- Exercise prompt
Rewrite every line of the listing from the line containing "Give the segmentation of every instance of the black plate." through the end of the listing, with both ends included. Keep the requests as they are, but multiply each polygon coordinate in the answers by 1.55 and round it to a whole number, with halves rounded up.

- Supplied data
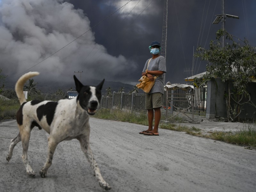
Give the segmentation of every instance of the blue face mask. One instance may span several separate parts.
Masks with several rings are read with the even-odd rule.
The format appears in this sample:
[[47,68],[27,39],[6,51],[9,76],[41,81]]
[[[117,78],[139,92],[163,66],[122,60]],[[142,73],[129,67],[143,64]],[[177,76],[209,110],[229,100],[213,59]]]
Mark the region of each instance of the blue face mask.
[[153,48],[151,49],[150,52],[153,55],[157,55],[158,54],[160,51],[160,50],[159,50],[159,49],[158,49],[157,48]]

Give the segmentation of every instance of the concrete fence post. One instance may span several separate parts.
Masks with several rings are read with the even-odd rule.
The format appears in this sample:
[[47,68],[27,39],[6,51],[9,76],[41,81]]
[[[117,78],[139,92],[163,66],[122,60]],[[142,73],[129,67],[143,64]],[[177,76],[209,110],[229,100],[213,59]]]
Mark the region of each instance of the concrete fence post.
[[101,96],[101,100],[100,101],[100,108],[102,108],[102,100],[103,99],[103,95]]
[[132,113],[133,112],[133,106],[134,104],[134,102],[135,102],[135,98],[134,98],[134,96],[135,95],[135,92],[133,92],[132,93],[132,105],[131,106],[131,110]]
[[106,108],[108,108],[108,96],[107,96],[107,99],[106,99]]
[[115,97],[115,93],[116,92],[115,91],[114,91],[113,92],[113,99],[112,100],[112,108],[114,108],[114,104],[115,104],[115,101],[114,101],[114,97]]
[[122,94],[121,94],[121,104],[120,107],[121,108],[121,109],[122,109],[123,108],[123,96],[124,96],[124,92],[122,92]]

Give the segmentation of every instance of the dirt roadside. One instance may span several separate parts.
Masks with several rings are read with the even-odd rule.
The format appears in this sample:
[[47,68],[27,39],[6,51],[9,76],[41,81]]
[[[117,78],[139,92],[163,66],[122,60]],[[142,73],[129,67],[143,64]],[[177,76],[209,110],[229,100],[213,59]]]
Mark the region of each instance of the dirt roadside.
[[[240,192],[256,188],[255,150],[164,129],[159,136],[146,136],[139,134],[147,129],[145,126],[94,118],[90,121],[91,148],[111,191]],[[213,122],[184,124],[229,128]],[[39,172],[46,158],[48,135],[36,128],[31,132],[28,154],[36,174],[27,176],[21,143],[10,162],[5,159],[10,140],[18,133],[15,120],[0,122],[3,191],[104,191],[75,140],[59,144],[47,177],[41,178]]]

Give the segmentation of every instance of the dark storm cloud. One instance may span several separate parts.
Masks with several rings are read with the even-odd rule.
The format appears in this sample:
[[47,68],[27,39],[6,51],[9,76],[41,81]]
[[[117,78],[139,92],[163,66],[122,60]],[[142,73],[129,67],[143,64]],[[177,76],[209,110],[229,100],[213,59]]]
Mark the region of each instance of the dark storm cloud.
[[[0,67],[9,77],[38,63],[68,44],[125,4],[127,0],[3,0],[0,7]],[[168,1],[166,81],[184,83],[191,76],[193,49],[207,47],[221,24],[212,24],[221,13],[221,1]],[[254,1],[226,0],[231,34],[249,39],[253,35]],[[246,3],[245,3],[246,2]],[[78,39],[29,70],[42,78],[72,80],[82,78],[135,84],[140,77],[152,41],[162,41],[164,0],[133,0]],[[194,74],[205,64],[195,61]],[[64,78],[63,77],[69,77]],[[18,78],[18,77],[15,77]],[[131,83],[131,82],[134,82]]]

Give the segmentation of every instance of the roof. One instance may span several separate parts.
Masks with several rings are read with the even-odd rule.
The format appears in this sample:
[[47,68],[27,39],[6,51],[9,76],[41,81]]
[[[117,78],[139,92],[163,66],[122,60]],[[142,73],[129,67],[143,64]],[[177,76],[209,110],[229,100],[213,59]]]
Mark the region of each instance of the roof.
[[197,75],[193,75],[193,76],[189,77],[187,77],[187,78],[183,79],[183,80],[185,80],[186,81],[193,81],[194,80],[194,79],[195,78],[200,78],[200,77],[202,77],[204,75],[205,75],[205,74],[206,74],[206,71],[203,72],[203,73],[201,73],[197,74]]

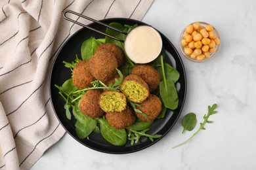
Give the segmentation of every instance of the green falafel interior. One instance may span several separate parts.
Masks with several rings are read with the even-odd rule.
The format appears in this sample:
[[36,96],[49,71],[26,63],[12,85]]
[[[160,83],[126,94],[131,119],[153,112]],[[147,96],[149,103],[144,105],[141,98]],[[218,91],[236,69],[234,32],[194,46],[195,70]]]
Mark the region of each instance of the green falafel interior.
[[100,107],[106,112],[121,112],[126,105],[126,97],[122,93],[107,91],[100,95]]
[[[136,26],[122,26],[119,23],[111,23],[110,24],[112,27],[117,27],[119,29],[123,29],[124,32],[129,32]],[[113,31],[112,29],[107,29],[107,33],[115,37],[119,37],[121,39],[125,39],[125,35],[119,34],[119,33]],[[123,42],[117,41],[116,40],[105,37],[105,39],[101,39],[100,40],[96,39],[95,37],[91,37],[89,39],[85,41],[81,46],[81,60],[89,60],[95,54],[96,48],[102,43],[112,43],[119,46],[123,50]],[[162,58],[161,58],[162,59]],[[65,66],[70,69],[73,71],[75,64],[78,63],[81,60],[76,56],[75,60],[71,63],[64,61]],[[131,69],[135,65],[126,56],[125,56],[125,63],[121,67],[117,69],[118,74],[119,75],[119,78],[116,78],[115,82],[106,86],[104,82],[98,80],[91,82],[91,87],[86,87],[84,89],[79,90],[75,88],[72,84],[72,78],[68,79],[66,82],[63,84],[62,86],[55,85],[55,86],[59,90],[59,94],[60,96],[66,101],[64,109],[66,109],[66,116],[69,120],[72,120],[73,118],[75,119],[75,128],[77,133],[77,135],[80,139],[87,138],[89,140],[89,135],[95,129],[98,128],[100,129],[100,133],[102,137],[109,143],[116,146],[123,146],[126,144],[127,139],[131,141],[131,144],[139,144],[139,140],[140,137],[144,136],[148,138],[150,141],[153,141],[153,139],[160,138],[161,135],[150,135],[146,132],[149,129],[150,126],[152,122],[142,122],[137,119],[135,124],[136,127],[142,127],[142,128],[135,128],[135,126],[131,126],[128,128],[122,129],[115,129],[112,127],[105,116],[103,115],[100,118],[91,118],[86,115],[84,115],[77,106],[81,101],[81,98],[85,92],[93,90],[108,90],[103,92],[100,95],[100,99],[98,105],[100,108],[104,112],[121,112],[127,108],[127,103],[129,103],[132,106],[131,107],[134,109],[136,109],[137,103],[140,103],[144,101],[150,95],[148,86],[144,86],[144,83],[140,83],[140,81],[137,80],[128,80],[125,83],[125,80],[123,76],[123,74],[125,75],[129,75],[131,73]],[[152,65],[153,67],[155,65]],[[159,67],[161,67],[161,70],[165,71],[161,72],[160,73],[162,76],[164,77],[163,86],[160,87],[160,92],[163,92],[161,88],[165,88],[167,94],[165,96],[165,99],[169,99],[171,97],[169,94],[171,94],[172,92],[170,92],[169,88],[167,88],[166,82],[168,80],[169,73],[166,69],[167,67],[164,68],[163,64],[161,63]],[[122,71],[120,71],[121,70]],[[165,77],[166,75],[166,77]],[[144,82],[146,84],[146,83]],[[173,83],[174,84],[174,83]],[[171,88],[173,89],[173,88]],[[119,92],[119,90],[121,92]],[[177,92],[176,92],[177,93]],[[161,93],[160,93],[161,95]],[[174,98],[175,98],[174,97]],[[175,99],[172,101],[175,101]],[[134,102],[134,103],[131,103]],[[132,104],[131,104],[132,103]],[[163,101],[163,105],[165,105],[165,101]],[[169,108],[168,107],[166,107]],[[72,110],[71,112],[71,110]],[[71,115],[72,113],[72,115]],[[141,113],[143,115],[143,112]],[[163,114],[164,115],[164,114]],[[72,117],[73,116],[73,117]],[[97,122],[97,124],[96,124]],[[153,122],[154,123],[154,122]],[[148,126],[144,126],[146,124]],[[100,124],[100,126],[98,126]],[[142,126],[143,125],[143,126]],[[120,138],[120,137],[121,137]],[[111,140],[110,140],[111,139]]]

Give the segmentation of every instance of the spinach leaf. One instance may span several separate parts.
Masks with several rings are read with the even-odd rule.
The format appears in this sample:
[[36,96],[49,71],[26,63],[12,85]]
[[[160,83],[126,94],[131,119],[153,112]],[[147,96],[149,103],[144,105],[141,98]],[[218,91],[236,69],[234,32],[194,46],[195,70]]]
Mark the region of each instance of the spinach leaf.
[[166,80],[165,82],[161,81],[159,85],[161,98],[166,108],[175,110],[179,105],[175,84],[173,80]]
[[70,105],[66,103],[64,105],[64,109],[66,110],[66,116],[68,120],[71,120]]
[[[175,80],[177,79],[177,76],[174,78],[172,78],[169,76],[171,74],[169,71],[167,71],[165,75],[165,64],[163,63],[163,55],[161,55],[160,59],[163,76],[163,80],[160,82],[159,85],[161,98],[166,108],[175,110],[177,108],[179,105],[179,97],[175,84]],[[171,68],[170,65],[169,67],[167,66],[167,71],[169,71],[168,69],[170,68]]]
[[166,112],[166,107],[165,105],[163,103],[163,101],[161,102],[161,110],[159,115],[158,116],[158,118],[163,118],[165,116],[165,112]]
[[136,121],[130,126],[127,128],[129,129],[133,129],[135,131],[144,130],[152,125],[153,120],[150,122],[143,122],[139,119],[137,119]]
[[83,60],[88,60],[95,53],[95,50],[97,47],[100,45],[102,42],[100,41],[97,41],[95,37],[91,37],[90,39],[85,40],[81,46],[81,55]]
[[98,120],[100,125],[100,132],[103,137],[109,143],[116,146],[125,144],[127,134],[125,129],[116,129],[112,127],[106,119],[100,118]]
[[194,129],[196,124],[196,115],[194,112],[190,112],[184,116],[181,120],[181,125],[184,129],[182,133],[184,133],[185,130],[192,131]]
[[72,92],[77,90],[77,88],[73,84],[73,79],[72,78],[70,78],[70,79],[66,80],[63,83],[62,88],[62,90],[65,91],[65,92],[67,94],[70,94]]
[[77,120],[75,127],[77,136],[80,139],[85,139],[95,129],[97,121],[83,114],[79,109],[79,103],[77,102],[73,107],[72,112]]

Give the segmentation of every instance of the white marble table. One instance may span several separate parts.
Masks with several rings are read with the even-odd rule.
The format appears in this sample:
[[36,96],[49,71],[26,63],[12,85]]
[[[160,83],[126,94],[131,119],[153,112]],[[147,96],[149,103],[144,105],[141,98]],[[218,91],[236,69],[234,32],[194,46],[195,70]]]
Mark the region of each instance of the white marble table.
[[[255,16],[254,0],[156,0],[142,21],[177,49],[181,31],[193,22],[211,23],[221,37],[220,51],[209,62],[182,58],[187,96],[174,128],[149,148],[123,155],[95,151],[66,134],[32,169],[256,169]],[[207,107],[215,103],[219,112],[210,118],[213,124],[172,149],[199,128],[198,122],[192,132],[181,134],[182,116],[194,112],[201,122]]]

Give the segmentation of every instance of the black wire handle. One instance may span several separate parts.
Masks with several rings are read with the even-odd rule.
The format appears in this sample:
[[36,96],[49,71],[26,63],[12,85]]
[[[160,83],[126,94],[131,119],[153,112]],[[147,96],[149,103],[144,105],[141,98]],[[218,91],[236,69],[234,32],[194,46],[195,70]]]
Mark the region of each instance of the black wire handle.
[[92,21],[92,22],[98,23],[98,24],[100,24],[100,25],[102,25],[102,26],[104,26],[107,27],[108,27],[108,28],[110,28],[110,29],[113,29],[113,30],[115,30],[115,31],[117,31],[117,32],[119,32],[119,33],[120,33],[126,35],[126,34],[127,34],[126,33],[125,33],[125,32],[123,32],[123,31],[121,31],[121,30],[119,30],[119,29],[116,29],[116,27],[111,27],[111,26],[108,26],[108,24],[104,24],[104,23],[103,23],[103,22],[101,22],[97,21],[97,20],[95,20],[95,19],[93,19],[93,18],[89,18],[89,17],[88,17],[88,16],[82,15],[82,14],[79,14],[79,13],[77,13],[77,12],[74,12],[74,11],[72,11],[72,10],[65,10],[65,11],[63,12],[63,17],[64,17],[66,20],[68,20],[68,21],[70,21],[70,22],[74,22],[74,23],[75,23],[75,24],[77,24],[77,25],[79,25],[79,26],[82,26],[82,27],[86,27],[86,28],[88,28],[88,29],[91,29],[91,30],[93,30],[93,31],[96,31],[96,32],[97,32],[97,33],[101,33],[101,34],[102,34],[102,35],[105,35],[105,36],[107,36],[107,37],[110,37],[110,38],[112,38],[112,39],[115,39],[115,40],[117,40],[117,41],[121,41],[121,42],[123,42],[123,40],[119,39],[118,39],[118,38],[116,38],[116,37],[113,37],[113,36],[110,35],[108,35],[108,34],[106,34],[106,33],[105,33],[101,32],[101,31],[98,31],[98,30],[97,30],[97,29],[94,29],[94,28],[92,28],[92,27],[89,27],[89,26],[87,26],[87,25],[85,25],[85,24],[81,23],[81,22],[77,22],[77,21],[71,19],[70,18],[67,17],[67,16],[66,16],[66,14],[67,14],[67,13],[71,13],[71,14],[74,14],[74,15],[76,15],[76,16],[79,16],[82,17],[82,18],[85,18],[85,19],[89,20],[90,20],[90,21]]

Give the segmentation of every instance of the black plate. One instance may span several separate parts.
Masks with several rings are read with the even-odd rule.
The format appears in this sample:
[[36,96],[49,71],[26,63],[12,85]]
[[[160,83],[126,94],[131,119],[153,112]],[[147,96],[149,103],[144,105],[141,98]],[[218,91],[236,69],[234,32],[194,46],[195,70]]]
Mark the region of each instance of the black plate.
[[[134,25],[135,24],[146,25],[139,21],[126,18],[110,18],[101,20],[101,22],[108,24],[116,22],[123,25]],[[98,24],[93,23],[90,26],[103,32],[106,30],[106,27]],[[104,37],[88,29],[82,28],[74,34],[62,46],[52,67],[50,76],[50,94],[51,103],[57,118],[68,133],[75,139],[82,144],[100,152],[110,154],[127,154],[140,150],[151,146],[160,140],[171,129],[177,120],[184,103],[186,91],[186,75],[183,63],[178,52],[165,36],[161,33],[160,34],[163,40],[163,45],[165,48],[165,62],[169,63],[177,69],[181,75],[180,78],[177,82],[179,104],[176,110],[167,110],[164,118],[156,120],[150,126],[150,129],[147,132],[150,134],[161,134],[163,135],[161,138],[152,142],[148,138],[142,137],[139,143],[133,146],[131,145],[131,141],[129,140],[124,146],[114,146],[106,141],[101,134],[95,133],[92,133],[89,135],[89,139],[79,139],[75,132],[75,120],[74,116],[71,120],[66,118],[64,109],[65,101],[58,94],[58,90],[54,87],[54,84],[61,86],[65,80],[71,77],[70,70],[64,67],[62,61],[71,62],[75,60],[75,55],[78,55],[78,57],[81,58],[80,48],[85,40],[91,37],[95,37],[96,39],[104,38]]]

- Result
Give the segmentation of every instance of the black plate. One instance may span several separate parts.
Masks with several rings are read with the even-odd rule.
The format appears in this sample:
[[36,96],[49,71],[26,63],[12,85]]
[[[160,83],[126,94],[131,119],[153,112]],[[147,96],[149,103],[144,105],[141,98]],[[218,91],[236,69],[234,32],[194,46],[195,70]]]
Mark the region of each instance of the black plate.
[[[208,39],[209,37],[226,39],[215,33],[195,28],[171,28],[157,31],[157,34],[167,37],[180,34],[191,39]],[[152,37],[144,36],[140,40],[160,50],[164,47],[164,42]],[[161,57],[136,45],[127,43],[115,53],[96,71],[81,104],[78,118],[78,146],[79,160],[88,183],[105,206],[116,215],[127,223],[155,236],[171,239],[197,239],[217,233],[234,226],[248,217],[265,200],[274,186],[285,160],[288,141],[288,116],[284,98],[276,81],[256,56],[250,51],[248,53],[253,62],[253,70],[256,74],[256,96],[262,98],[274,107],[281,116],[279,121],[274,127],[277,161],[273,171],[259,171],[254,183],[242,186],[233,195],[233,200],[228,205],[233,208],[250,208],[253,209],[250,214],[236,220],[229,214],[220,212],[215,222],[206,226],[203,225],[203,219],[200,217],[192,226],[177,226],[164,219],[157,208],[147,206],[143,206],[138,209],[138,215],[122,215],[116,205],[116,186],[115,180],[110,186],[102,183],[99,169],[101,157],[90,146],[90,140],[84,135],[84,130],[95,133],[101,124],[110,119],[109,109],[99,104],[96,95],[110,96],[116,93],[116,85],[121,85],[121,88],[126,90],[124,74],[132,62],[141,57],[147,57],[149,60],[161,59]]]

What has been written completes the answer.